## HOW TO COMPLETE THIS TASK
The data should be restated word for word, in full.

Dataset entries
- Opening Delimiter -

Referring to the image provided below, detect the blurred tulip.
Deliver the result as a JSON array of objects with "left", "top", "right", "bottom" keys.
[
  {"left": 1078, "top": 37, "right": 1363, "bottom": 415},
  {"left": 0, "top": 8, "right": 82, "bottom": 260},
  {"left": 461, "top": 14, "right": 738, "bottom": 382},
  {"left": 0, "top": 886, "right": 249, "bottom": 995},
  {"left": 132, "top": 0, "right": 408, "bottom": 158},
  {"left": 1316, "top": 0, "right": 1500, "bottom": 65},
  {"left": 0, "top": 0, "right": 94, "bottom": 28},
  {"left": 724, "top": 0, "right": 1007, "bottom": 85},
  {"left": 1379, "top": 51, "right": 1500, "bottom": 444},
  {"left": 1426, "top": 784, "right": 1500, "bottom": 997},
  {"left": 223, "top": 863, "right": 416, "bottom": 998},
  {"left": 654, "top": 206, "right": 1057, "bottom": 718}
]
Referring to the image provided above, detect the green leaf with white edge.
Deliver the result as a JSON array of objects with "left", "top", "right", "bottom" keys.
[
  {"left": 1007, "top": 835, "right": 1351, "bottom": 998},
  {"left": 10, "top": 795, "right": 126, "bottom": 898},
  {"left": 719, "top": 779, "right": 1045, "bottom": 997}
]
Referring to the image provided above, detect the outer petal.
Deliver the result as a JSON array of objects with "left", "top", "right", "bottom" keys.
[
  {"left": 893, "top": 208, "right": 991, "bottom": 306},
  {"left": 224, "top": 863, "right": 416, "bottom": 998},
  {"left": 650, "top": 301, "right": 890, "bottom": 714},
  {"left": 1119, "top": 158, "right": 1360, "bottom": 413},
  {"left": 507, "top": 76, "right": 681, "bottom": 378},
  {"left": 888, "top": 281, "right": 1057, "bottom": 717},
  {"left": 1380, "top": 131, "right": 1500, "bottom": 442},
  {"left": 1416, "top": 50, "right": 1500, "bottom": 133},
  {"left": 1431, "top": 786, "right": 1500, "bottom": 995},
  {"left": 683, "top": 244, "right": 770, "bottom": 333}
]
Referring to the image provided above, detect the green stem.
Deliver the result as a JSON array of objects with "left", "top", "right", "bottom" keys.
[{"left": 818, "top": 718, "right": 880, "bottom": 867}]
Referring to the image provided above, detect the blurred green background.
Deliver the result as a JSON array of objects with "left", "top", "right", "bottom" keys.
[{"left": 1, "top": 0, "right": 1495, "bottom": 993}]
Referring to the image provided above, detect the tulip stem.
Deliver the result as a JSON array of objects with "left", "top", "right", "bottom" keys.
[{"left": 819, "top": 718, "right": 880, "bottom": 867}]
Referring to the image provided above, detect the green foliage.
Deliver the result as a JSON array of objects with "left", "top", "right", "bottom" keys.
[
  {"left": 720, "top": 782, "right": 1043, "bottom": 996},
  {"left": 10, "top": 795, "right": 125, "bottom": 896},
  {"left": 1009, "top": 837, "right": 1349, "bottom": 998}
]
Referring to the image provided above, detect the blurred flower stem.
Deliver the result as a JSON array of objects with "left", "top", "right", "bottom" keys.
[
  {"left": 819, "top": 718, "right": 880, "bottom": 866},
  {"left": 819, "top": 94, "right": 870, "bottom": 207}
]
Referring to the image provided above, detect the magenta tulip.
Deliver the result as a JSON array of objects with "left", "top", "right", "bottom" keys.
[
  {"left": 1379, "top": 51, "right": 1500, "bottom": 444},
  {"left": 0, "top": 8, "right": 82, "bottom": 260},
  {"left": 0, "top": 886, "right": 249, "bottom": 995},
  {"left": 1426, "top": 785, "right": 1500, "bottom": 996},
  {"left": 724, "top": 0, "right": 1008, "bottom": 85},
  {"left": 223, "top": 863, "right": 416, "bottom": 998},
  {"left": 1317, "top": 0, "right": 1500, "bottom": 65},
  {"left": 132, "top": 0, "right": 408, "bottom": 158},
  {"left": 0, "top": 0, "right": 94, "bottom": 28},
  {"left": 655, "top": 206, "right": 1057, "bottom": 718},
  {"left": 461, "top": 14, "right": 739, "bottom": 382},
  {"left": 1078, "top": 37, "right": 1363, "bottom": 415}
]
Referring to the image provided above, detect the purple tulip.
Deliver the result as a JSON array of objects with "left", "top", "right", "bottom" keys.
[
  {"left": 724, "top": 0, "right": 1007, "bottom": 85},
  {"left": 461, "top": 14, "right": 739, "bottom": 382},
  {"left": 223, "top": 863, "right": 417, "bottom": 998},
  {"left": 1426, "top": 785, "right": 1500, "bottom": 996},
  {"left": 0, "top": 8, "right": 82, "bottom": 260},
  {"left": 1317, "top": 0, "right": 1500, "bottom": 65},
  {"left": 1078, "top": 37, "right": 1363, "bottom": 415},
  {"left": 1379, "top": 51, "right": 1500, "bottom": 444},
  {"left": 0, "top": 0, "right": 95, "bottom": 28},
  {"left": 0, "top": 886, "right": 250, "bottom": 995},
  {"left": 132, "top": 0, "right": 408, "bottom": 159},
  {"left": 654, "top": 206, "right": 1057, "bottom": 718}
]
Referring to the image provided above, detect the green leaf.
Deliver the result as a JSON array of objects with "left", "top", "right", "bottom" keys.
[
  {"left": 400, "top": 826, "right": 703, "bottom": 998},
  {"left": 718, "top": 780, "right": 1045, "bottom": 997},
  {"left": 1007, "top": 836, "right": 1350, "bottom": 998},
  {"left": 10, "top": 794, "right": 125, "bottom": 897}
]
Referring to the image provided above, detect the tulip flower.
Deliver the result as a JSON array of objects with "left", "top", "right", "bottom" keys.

- Closing Delimiter -

## SOLUTION TO THE EXERCISE
Referring to the image provided below, detect the blurred tulip.
Deliver the result as a JSON array of objects with "left", "top", "right", "bottom" keys.
[
  {"left": 1078, "top": 37, "right": 1363, "bottom": 415},
  {"left": 0, "top": 8, "right": 82, "bottom": 260},
  {"left": 461, "top": 14, "right": 738, "bottom": 382},
  {"left": 0, "top": 886, "right": 249, "bottom": 995},
  {"left": 132, "top": 0, "right": 408, "bottom": 158},
  {"left": 1316, "top": 0, "right": 1500, "bottom": 65},
  {"left": 0, "top": 0, "right": 94, "bottom": 28},
  {"left": 724, "top": 0, "right": 1007, "bottom": 85},
  {"left": 1379, "top": 51, "right": 1500, "bottom": 444},
  {"left": 1426, "top": 784, "right": 1500, "bottom": 997},
  {"left": 223, "top": 863, "right": 416, "bottom": 998},
  {"left": 654, "top": 206, "right": 1057, "bottom": 718}
]
Referring to the image provided above, detect the green leaf with white edge.
Deliver the result as a JSON array of objects with "left", "top", "right", "bottom" keys.
[
  {"left": 1007, "top": 835, "right": 1351, "bottom": 998},
  {"left": 10, "top": 795, "right": 126, "bottom": 898},
  {"left": 719, "top": 779, "right": 1045, "bottom": 997}
]
Referring to the image provided above, detect the outer petal.
Deliver the result as a JSON array of objects with "left", "top", "right", "bottom" keys.
[
  {"left": 893, "top": 208, "right": 991, "bottom": 306},
  {"left": 224, "top": 863, "right": 416, "bottom": 998},
  {"left": 650, "top": 301, "right": 890, "bottom": 714},
  {"left": 1119, "top": 158, "right": 1360, "bottom": 413},
  {"left": 507, "top": 76, "right": 681, "bottom": 378},
  {"left": 888, "top": 281, "right": 1057, "bottom": 717},
  {"left": 1380, "top": 131, "right": 1500, "bottom": 442},
  {"left": 1416, "top": 50, "right": 1500, "bottom": 133},
  {"left": 1431, "top": 786, "right": 1500, "bottom": 995},
  {"left": 683, "top": 244, "right": 770, "bottom": 333}
]
Referring to the image provided above, detect the green stem.
Deliver the result as a JSON array of objects with "left", "top", "right", "bottom" keys.
[{"left": 818, "top": 718, "right": 880, "bottom": 867}]
Referring to the image provided above, detect the blurred green background.
Deliver the result as a JSON array of objects with "left", "top", "right", "bottom" keys.
[{"left": 1, "top": 0, "right": 1495, "bottom": 993}]
Referring to the image provided above, detect the tulip stem.
Deliver the result as a JSON array of objects with "left", "top", "right", "bottom" keys.
[{"left": 819, "top": 718, "right": 880, "bottom": 867}]
Referring to the image provided above, detect the green foliage.
Deliver the result as a JSON array of objects with "left", "top", "right", "bottom" keys.
[
  {"left": 720, "top": 782, "right": 1043, "bottom": 996},
  {"left": 10, "top": 795, "right": 125, "bottom": 896},
  {"left": 1009, "top": 837, "right": 1349, "bottom": 998}
]
Referring to the image provided above, detect the blurred flower stem.
Deliver the result as a JSON array of objects with "left", "top", "right", "bottom" keys.
[
  {"left": 819, "top": 718, "right": 880, "bottom": 866},
  {"left": 819, "top": 94, "right": 870, "bottom": 207}
]
Referring to the image provided above, detect the magenta tulip.
Deliver the result as a JSON array of objects with "left", "top", "right", "bottom" keys.
[
  {"left": 1379, "top": 51, "right": 1500, "bottom": 444},
  {"left": 0, "top": 8, "right": 82, "bottom": 260},
  {"left": 0, "top": 886, "right": 249, "bottom": 995},
  {"left": 1426, "top": 785, "right": 1500, "bottom": 996},
  {"left": 724, "top": 0, "right": 1008, "bottom": 85},
  {"left": 223, "top": 863, "right": 416, "bottom": 998},
  {"left": 1317, "top": 0, "right": 1500, "bottom": 65},
  {"left": 132, "top": 0, "right": 408, "bottom": 158},
  {"left": 0, "top": 0, "right": 94, "bottom": 28},
  {"left": 655, "top": 206, "right": 1057, "bottom": 718},
  {"left": 461, "top": 14, "right": 739, "bottom": 382},
  {"left": 1078, "top": 37, "right": 1363, "bottom": 415}
]
Referring to the image provided above, detect the purple tulip.
Deliver the result as a JSON array of objects with "left", "top", "right", "bottom" keys.
[
  {"left": 724, "top": 0, "right": 1007, "bottom": 85},
  {"left": 461, "top": 14, "right": 739, "bottom": 382},
  {"left": 223, "top": 863, "right": 417, "bottom": 998},
  {"left": 1426, "top": 785, "right": 1500, "bottom": 996},
  {"left": 0, "top": 8, "right": 82, "bottom": 260},
  {"left": 1317, "top": 0, "right": 1500, "bottom": 65},
  {"left": 1078, "top": 37, "right": 1363, "bottom": 415},
  {"left": 1379, "top": 51, "right": 1500, "bottom": 444},
  {"left": 0, "top": 0, "right": 95, "bottom": 28},
  {"left": 0, "top": 886, "right": 250, "bottom": 995},
  {"left": 132, "top": 0, "right": 408, "bottom": 159},
  {"left": 654, "top": 206, "right": 1057, "bottom": 718}
]
Referring to the image provided above, detect the green leaf.
Deliver the result as a JSON array of objects with "left", "top", "right", "bottom" keys.
[
  {"left": 400, "top": 826, "right": 703, "bottom": 998},
  {"left": 718, "top": 780, "right": 1045, "bottom": 997},
  {"left": 1007, "top": 836, "right": 1350, "bottom": 998},
  {"left": 10, "top": 794, "right": 125, "bottom": 897}
]
Referring to the image provided above, detect the tulip flower.
Deliver the result as a JSON array of objects with "left", "top", "right", "bottom" keys.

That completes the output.